Passage provided >>
____

The user's locale determines the user interface language (we have localized Scohelp, libwww, and Scohttpd interfaces for French, German, Chinese, and Japanese) and in addition, defines a "documentation scope". This scope defines what documentation the user will see and have access to in the Table of Contents, Full-text Searching, and all navigation. Although we may ship and install multiple languages, the user sees only their language and the fallback language (which is English).

Figure 1 shows the Table of Contents that is shown to a user whose LANG is not set and so displays the English fallback text.

Figure 1: English Table of Contents

Our documentation uses a multi-tiered Table of Contents scheme. The top tier, shown in Figure 1, presents certain key books and "sets" that group the remainder of the books into primary subjects. The Table of Contents for some sets, such as The Graphical Environment Documentation Set, contain a mixture of both French and English book titles. Books themselves are always completely translated. We decided to translate all the set titles, but to only translate a book's title if the book itself was translated. All the key books presented at the top level Table of Contents were translated, so, for example, a French user sees an entirely translated Table of Contents, as shown in Figure 2.

Figure 2: French Table of Contents

The last line of Figure 2 informs the user that not all of the documentation has been translated. We originally considered marking translated books, but we found in practice that multilingual readers can tell by reading the titles if the book has been translated.

We use relative URLs in all of our documentation, because it is intended that the user be able to optionally move the entire documentation set off the desktop and onto a central documentation server, accessed via the WWW. The URLs on the Table of Contents pages for both languages are identical, as Figures 3 and 4 show.

Figure 3: English Table of Contents HTML Source

Figure 4: French Table of Contents HTML Source

Full-text Searching

Because our documentation is a heterogeneous mix of languages, we had to ensure that our full-text search engine searches only the books within the user's language scope.

Each language directory has a stanza file that describes the books and sets that have been translated and installed. This file is merged with the default library stanza file whenever any documentation is added or removed from the system. A merged library stanza file is maintained for each language on the system, but accessed only if Accept-Language is sent.

The first time the search dialog is accessed, a request for the library stanza file is made to the server. The merged library stanza file for appropriate to the Accept-Language is sent and parsed to show the books and sets installed (see Figure 5). The list is kept by the browser for the entire session, and can be used to tailor the scope of full-text searching to specific books and/or sets.

Figure 6: English full-text search dialog

A French user will see the mix of translated and untranslated book titles, as shown in Figure 6.

____

Information shown >>
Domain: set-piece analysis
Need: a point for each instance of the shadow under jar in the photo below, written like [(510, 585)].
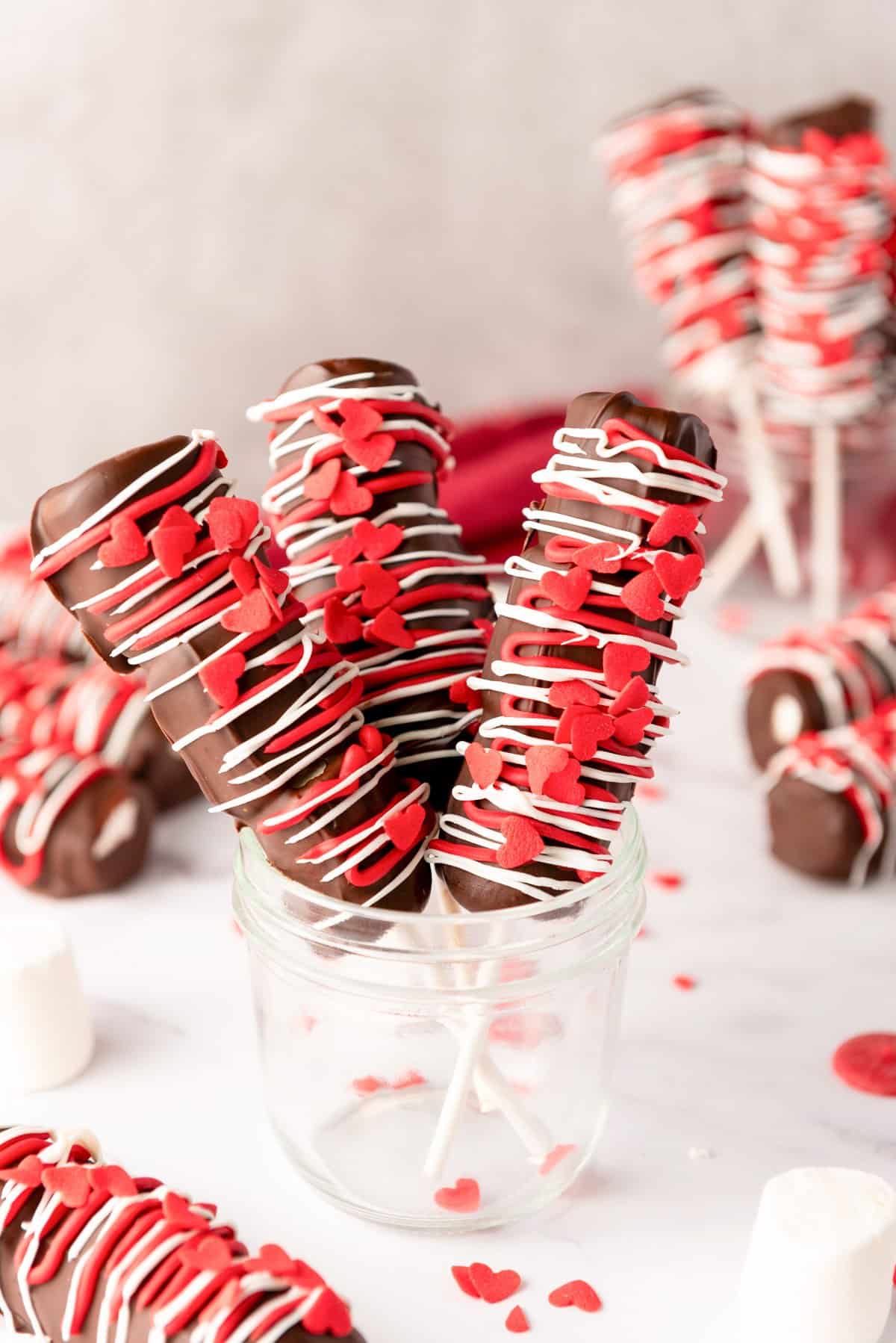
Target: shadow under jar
[(441, 1070)]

____

What is needed >>
According to the passage on localized documentation, which languages were the Scohelp, libwww, and Scohttpd interfaces localized for?

Output for this exercise >>
French, German, Chinese, and Japanese.